"Mesmo sem recorrer a qualquer instrumento rigoroso de medição, tenho para mim que os assobios ouvidos nos estádios raramente representam o sentimento da maioria das pessoas sentadas nas respectivas bancadas. Se, numa multidão de 50 mil, mil indivíduos assobiarem freneticamente, e os restantes 49 mil permanecerem em silêncio, o barulho será impressivo, e enviesará todas as conclusões que dele se possam tirar. Estaremos a falar de apenas dois por cento de representatividade, mas com decibéis capazes de deitar abaixo um estádio, uma equipa, ou um jogador. Concorre para isto que não me recordo, nos tempos mais próximos, de ver alguém assobiar a equipa do Benfica, ou qualquer um dos seus jogadores, desde perto da cadeira onde normalmente me sento - muito embora também oiça, com bastante incómodo, o ruído daqueles que o fazem.
Sou da opinião que nenhum adepto, que se queira digno desse nome, tem o direito de assobiar a sua própria equipa durante um jogo. Embora pessoalmente nunca o tenha feito, aceito, no limite, que a frustração de um mau resultado, ou de uma exibição menos feliz, possa levar alguns a vaiar os jogadores no final de uma partida. Não entendo, nem aceito, que, enquanto se joga, alguém prejudique aqueles que diz apoiar, acrescentando-lhe ansiedade, insegurança e temor, estimulando e tranquilizando, na proporção inversa, os adversários.
Vem isto a propósito dos incompreensíveis assobios de que tem sido recorrentemente alvo o nosso melhor goleador, naquela que é uma manifestação da irracionalidade que por vezes inunda o universo do futebol - ou não fosse este um desporto de multidões, ou não fossem estas caldo para tantas ignobilidades.
Não sei quem assobia Cardozo, e, como digo acima, desconfio que não sejam tantos quanto parecem. Não entendo que o façam, desde logo por se tratar se um profissional ao serviço do nosso clube, vestindo a nossa camisola, ostentando ao peito o nosso emblema. Mas se atendermos à impressionante carreira do jogador desde que chegou à Luz, esses assobios passam do âmbito da incompreensão e do lamento, para o campo do absurdo ou do surreal.
Tacuara marcou 104 golos em jogos oficiais (mais 22 em amigáveis) desde que, há pouco mais de quatro anos, aterrou em Portugal. Foi campeão nacional, ganhou a 'Bola de Prata' - único benfiquista a consegui-la em mais de duas décadas, com um número de golos só suplantado, ao longo desse período por Mário Jardel -, é já o maior goleador estrangeiro da história do Benfica, e é, claramente, o melhor e mais eficaz ponta-de-lança que passou pelo clube desde os tempos de Mats Magnusson. É um jogador cuja morfologia não torna particularmente elegante, mas cuja eficácia é a todos os títulos assinalável. O seu papel na equipa passa essencialmente por aparecer no local certo para concretizar. Aparece sempre, marca muitas vezes, e, como todos os grandes pontas-de-lança, falha algumas outras. Tem um pontapé fortíssimo, e é exímio na conversão de livres. É um avançado letal, que muitas equipas gostariam de ter. É um matador, que nos tem dado um número considerável de pontos e vitórias.

=== EXCERTOS DOS REGISTOS ===
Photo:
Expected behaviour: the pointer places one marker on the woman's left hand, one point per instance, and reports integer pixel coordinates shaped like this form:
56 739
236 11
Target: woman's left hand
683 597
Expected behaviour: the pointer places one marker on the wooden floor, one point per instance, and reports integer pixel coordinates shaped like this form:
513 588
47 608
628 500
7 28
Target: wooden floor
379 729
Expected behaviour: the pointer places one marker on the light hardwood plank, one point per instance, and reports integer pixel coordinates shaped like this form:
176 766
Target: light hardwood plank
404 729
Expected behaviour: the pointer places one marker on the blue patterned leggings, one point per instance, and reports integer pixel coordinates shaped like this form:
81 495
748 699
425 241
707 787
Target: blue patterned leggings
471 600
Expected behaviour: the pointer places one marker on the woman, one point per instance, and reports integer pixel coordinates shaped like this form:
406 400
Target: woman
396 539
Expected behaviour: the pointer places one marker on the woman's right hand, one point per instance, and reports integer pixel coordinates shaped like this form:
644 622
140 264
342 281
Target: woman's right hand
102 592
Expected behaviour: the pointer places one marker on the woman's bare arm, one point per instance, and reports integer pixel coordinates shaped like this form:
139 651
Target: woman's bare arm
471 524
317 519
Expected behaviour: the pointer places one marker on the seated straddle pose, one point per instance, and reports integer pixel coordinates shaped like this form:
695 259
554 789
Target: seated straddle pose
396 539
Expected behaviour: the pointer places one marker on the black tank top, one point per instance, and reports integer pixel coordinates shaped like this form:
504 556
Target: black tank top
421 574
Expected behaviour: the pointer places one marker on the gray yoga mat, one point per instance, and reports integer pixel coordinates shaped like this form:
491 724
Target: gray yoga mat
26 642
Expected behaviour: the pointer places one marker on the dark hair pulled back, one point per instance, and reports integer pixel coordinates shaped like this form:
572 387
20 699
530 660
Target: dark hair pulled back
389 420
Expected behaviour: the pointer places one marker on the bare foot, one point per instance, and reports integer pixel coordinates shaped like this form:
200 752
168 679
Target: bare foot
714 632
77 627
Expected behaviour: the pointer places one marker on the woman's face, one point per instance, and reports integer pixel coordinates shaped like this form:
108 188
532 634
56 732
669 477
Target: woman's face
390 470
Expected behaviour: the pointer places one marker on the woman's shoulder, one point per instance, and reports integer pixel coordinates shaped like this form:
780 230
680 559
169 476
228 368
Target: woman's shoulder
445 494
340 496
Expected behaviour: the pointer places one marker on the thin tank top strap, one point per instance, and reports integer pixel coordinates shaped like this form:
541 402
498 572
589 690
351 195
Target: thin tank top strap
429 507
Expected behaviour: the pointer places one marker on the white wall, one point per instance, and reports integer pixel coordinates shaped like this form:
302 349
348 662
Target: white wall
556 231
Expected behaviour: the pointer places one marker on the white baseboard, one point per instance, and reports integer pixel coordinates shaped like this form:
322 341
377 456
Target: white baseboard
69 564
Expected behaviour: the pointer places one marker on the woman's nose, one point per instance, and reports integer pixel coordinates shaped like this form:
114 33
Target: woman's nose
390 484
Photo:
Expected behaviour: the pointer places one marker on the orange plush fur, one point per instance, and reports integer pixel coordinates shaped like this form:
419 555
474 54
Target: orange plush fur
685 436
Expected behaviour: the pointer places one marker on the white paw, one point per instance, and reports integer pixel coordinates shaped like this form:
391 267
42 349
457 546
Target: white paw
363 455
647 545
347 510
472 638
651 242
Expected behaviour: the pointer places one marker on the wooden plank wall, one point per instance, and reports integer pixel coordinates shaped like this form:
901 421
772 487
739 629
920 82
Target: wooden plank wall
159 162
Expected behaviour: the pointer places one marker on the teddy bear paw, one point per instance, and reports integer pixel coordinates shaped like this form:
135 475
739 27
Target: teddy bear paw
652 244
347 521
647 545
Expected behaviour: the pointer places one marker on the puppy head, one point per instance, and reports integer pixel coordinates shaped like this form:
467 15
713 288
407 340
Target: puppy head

=== ENUNCIADO DA TAREFA A ===
Resuma em duas frases o texto sobre os assobios a Cardozo.
=== ENUNCIADO DA TAREFA B ===
Copie sem alterações o trecho do texto sobre os assobios a Cardozo que começa em "Sou da opinião" e termina em "para tantas ignobilidades.".
Os registos não têm qualquer relação com o texto de origem.

=== RESPOSTA A ===
O texto defende que os assobios nos estádios raramente representam a maioria do público e que nenhum adepto digno desse nome tem o direito de assobiar a própria equipa durante um jogo. Considera absurdos os assobios dirigidos a Cardozo, que marcou 104 golos em jogos oficiais, foi campeão nacional, ganhou a 'Bola de Prata' e é já o maior goleador estrangeiro da história do Benfica.

=== RESPOSTA B ===
Sou da opinião que nenhum adepto, que se queira digno desse nome, tem o direito de assobiar a sua própria equipa durante um jogo. Embora pessoalmente nunca o tenha feito, aceito, no limite, que a frustração de um mau resultado, ou de uma exibição menos feliz, possa levar alguns a vaiar os jogadores no final de uma partida. Não entendo, nem aceito, que, enquanto se joga, alguém prejudique aqueles que diz apoiar, acrescentando-lhe ansiedade, insegurança e temor, estimulando e tranquilizando, na proporção inversa, os adversários.
Vem isto a propósito dos incompreensíveis assobios de que tem sido recorrentemente alvo o nosso melhor goleador, naquela que é uma manifestação da irracionalidade que por vezes inunda o universo do futebol - ou não fosse este um desporto de multidões, ou não fossem estas caldo para tantas ignobilidades.